:: What is being asked ::
Print the records exactly. Miss nothing.

Collected data entries
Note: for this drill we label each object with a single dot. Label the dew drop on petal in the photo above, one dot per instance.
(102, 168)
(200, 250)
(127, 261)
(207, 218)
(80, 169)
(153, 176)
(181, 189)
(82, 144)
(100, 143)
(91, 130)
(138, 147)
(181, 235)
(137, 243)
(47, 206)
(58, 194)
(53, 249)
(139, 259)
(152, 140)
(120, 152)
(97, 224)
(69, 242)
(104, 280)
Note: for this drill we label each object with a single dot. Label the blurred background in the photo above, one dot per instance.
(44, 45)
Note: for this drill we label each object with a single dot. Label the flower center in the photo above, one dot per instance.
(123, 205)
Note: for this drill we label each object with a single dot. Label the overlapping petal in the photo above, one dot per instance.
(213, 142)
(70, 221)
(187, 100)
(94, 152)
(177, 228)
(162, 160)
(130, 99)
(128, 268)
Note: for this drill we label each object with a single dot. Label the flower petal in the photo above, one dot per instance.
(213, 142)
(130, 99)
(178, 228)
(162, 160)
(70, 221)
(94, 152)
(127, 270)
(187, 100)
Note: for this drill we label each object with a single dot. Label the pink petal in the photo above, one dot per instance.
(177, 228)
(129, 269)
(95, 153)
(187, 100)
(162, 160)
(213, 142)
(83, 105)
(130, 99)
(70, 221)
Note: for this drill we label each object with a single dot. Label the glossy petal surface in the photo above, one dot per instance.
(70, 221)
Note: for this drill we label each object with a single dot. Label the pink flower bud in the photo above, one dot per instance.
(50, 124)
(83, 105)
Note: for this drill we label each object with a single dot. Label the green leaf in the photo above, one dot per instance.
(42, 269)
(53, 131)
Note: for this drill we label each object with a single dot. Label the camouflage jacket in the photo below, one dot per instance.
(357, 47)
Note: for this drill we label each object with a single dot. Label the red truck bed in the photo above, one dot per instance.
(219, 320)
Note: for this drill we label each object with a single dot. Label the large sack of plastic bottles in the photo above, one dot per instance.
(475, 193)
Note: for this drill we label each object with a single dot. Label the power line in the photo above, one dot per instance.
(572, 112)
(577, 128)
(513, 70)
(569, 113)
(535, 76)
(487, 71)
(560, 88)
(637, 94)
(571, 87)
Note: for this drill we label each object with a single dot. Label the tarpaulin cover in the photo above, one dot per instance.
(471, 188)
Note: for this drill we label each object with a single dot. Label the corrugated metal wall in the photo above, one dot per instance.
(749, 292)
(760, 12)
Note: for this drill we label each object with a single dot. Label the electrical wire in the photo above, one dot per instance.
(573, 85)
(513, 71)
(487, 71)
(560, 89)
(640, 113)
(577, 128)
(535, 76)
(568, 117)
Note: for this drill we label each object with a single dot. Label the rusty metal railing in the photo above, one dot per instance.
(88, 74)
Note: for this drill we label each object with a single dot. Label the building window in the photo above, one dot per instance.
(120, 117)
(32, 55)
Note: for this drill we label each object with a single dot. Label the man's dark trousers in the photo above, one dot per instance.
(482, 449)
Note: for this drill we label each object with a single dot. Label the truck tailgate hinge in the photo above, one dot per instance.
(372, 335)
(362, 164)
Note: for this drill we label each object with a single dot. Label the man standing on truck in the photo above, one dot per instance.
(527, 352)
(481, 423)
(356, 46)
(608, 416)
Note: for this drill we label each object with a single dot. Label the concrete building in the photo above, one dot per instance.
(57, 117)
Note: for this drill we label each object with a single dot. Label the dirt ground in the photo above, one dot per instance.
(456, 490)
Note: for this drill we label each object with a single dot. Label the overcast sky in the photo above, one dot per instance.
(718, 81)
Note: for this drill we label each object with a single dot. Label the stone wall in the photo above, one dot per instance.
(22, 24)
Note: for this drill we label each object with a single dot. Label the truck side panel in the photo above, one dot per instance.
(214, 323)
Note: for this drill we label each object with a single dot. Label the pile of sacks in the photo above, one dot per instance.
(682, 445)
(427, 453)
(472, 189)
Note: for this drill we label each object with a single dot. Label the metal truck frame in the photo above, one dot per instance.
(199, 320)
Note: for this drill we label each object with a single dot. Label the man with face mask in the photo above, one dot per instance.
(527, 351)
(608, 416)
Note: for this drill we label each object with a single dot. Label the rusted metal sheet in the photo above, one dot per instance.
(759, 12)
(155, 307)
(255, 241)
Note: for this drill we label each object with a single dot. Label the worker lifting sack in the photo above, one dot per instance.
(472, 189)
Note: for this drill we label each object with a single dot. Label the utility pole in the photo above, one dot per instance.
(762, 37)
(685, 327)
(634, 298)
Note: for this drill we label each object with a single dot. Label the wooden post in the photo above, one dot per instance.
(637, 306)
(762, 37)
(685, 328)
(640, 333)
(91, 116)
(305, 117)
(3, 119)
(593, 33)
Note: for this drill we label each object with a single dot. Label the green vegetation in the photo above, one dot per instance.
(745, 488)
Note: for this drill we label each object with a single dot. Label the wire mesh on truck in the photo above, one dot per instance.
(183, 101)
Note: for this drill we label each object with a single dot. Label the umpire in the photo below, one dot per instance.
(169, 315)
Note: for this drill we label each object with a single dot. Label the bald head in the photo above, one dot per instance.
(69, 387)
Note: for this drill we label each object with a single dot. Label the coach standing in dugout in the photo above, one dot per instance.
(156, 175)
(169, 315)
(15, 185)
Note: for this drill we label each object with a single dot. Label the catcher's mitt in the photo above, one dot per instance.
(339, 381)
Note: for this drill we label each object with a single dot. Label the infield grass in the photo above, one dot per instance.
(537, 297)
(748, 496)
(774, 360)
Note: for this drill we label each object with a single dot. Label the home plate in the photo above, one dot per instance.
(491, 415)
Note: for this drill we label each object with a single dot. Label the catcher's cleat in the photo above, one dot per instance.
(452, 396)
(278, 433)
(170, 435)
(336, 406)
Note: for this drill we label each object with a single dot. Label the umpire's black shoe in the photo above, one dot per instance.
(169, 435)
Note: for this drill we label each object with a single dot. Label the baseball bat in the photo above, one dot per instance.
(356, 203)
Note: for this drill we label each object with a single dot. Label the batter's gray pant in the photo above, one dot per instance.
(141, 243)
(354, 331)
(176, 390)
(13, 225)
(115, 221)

:: Reply ::
Note: for this drill we label each object with a single dot. Label the dew drop on petal in the photo above, one dot per instance.
(102, 168)
(200, 250)
(127, 261)
(207, 218)
(80, 169)
(153, 176)
(181, 189)
(82, 144)
(100, 143)
(91, 130)
(138, 147)
(181, 235)
(137, 243)
(47, 206)
(58, 194)
(53, 249)
(139, 259)
(152, 140)
(120, 152)
(97, 224)
(69, 242)
(104, 280)
Note: for this drill we label each object with a single dot. Label the blurred background in the photo above, one dot per instance.
(44, 45)
Note: for this drill we label each object with a single dot. Label the flower center in the photo above, one dot per instance.
(123, 205)
Note: for this drill we label each object with a single dot. Label the overlapping petal in the photo above, one dot per instance.
(213, 142)
(70, 221)
(187, 100)
(94, 152)
(177, 228)
(162, 160)
(130, 99)
(128, 268)
Note: for this drill we label each object with a single dot. Label the flower petal in the photo above, one dot per instance.
(213, 142)
(130, 99)
(178, 228)
(162, 160)
(70, 221)
(94, 152)
(127, 270)
(187, 100)
Note: for this drill we label each object with a single dot. Label the pink petal in the photo above, one dot per instance.
(177, 228)
(129, 269)
(95, 153)
(187, 100)
(162, 160)
(213, 142)
(83, 105)
(130, 99)
(70, 221)
Note: for this drill we label each object with a single dot. Label the glossy petal surface in the photo above, one dot per instance.
(70, 221)
Note: for this drill we label each object with a single dot. Label the pink flower bud in the photo above, one dot per instance.
(50, 124)
(83, 105)
Note: for this drill we label each object with a single dot. Label the green leaf in the photo above, one dot per instance.
(42, 269)
(53, 131)
Note: for this drill we label each object with a single dot. Label the camouflage jacket in the photo below, one dot per instance.
(357, 47)
Note: for this drill we label each object with a single dot. Label the red truck bed in the photo above, one dot per instance.
(219, 320)
Note: for this drill we label each object with a single dot. Label the large sack of plastic bottles in the photo above, one dot per instance.
(475, 193)
Note: for this drill we label each object with a single dot. Label the power line in the photo above, one dot per instance.
(572, 112)
(577, 128)
(513, 70)
(569, 113)
(535, 76)
(487, 71)
(560, 88)
(637, 94)
(571, 87)
Note: for this drill we label each object with a single dot. Label the tarpaulin cover in the photo above, one dot per instance.
(471, 188)
Note: for this drill we label each object with a single dot. Label the corrugated metal wall in the photo above, one dot per instance.
(749, 292)
(760, 12)
Note: for this drill we label each object with a single dot. Label the electrical wire in the photo above, one dot per instance.
(573, 85)
(513, 71)
(487, 71)
(560, 89)
(640, 113)
(577, 128)
(535, 76)
(568, 117)
Note: for this drill we label each object with a single dot. Label the rusty metal railing in the photo above, one dot per instance.
(88, 74)
Note: for this drill we label each object with a single dot. Label the building window in the photo above, one dot per instance.
(120, 117)
(32, 55)
Note: for this drill we label each object with a single dot. Label the man's dark trousers in the photo above, one dot per instance.
(482, 449)
Note: for this drill we label each object with a single dot. Label the truck tailgate hinge in the photo above, one dot per instance.
(372, 335)
(362, 164)
Note: for this drill we label each object with a single dot. Label the man standing on truck in the photo above, one dot per instance.
(527, 352)
(481, 423)
(356, 46)
(608, 416)
Note: for this drill we label each object with a single dot. Label the concrete building in the photo above, one dot per instance.
(57, 117)
Note: for this drill we label each object with a single dot. Label the dirt ground in the photo above, one dot per instance.
(456, 490)
Note: for this drill we label each object with a single dot. Label the overcast sky in the photo above, one dot per instance.
(718, 81)
Note: for this drill we label each object with a single dot. Label the stone wall in the photo above, one dot per instance.
(22, 24)
Note: for this drill we label each object with a single dot. Label the truck side panel in the photo above, one dot per instance.
(214, 323)
Note: for this drill we label each object with a single dot. Label the pile of sacks in the photo above, one dot per instance.
(682, 445)
(427, 453)
(472, 189)
Note: for this drill we label each object with a single dot. Label the metal truck frame in the photo above, one dot per instance.
(199, 320)
Note: for this drill we label each object with a single dot. Label the man with face mask in the photo above, one dot per instance.
(527, 351)
(608, 416)
Note: for this drill we label each object with a single dot. Label the rusted metal sheet in the photo above, one dot per instance.
(759, 12)
(155, 307)
(255, 241)
Note: for this drill we label each object with a single dot. Label the worker lifting sack in the photo above, one dot per instance.
(472, 189)
Note: for this drill we label each object with a single dot. Label the utility pole in the photo above, one dot per instance.
(762, 37)
(685, 327)
(634, 298)
Note: for this drill we label each object with a single dot. Label the wooden post in the photo above, one dot per instance.
(637, 306)
(762, 37)
(685, 328)
(640, 333)
(91, 116)
(305, 117)
(3, 119)
(593, 33)
Note: for this drill we label each object with a single dot. Label the green vegetation in the photo above, one dot per instance.
(745, 488)
Note: for this drill we label each object with a single dot. Label the wire mesh on truck in the photo above, one dot per instance.
(183, 101)
Note: for this drill we label each object with a single dot. Label the umpire in the photo below, one dot per instance.
(169, 315)
Note: for this drill we label each object with a single dot. Label the bald head in the photo above, one dot per instance.
(69, 387)
Note: for this drill we label each object with a single dot. Label the coach standing in dugout in the photo above, one dot per instance.
(156, 175)
(169, 315)
(15, 185)
Note: for this drill we label each object with a single dot. Label the catcher's mitt in the photo above, one dot per instance.
(339, 381)
Note: for this drill we label each object with a single dot. Label the infield grass in the photo above, one dot per instance.
(537, 297)
(748, 496)
(774, 360)
Note: for this drill we label each object with a single dot. Label the home plate in the photo above, one dot per instance.
(491, 415)
Note: for this drill we label each object with a single dot. Label the catcher's cleat in the photo above, one dot per instance.
(452, 396)
(278, 433)
(170, 435)
(336, 406)
Note: for this drill we label each object with a single dot. Label the umpire's black shoe in the photo above, one dot per instance.
(169, 435)
Note: for this drill we label each object with a single dot. Label the baseball bat in the photo above, one dot per instance.
(356, 203)
Note: for this drill we label each object with a single dot. Label the batter's gray pant in the photo above, one dot per instance.
(141, 243)
(354, 331)
(176, 390)
(13, 225)
(115, 221)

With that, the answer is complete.